Instructions for the task → Return, word for word, only the lines from the one containing "Target: foliage" through the last line of the entries.

Material shown →
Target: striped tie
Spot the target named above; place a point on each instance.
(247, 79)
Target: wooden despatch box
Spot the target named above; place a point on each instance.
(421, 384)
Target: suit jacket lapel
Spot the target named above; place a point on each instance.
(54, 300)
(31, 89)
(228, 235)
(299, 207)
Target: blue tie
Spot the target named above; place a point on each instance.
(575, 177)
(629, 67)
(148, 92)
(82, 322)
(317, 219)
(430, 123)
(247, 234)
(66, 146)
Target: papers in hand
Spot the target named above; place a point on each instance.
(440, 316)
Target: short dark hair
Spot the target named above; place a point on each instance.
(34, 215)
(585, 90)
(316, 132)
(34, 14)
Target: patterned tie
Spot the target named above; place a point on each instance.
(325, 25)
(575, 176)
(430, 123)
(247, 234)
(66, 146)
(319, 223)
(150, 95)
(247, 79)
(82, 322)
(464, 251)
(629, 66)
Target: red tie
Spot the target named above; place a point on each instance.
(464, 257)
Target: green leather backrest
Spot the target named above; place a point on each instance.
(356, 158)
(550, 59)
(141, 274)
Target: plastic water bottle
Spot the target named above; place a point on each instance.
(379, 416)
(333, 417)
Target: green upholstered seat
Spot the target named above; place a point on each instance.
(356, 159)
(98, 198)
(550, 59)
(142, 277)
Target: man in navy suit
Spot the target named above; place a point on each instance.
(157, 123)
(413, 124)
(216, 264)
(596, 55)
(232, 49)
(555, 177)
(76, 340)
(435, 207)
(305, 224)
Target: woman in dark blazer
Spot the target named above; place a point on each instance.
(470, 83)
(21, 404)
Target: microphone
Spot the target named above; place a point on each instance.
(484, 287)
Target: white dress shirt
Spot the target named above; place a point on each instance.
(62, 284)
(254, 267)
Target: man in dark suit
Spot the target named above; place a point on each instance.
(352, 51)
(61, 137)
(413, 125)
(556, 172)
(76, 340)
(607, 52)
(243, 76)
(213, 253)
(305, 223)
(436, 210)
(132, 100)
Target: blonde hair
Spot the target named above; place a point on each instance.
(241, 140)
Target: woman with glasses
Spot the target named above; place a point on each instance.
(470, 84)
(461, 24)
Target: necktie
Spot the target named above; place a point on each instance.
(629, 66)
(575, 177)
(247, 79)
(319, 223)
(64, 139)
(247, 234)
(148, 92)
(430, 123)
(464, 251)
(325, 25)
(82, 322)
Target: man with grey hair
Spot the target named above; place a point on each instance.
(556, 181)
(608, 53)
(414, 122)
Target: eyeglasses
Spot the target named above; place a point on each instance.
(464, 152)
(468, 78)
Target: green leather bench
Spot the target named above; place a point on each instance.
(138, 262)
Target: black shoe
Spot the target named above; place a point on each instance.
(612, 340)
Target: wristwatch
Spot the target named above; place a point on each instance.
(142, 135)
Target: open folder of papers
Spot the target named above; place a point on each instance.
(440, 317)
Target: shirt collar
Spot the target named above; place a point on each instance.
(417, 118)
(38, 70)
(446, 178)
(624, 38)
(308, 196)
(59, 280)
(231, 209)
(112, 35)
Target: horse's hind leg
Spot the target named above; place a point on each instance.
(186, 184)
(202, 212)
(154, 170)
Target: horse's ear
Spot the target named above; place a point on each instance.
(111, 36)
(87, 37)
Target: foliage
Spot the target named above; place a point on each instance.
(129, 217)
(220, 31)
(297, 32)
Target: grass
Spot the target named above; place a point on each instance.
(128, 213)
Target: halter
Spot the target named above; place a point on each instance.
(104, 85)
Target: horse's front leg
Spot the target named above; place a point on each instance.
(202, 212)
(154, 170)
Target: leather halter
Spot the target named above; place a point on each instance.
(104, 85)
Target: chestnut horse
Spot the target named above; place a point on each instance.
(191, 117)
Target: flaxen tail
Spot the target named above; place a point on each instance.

Expected answer →
Target: foliage
Spot the target named above; place a point on each instance.
(129, 217)
(220, 31)
(297, 32)
Target: grass
Spot the target named above; place a point on each instance.
(128, 213)
Target: halter
Spot the target named above; place a point on each instance.
(104, 85)
Target: horse's front leg
Spot the target named above; place a point on each instance.
(202, 212)
(154, 170)
Target: leather halter
Spot the target named above; place a point on each instance.
(104, 85)
Target: chestnut horse
Spot the target named above; place a point on each instance.
(191, 117)
Target: flaxen tail
Spot the target named above; place a point on each instance.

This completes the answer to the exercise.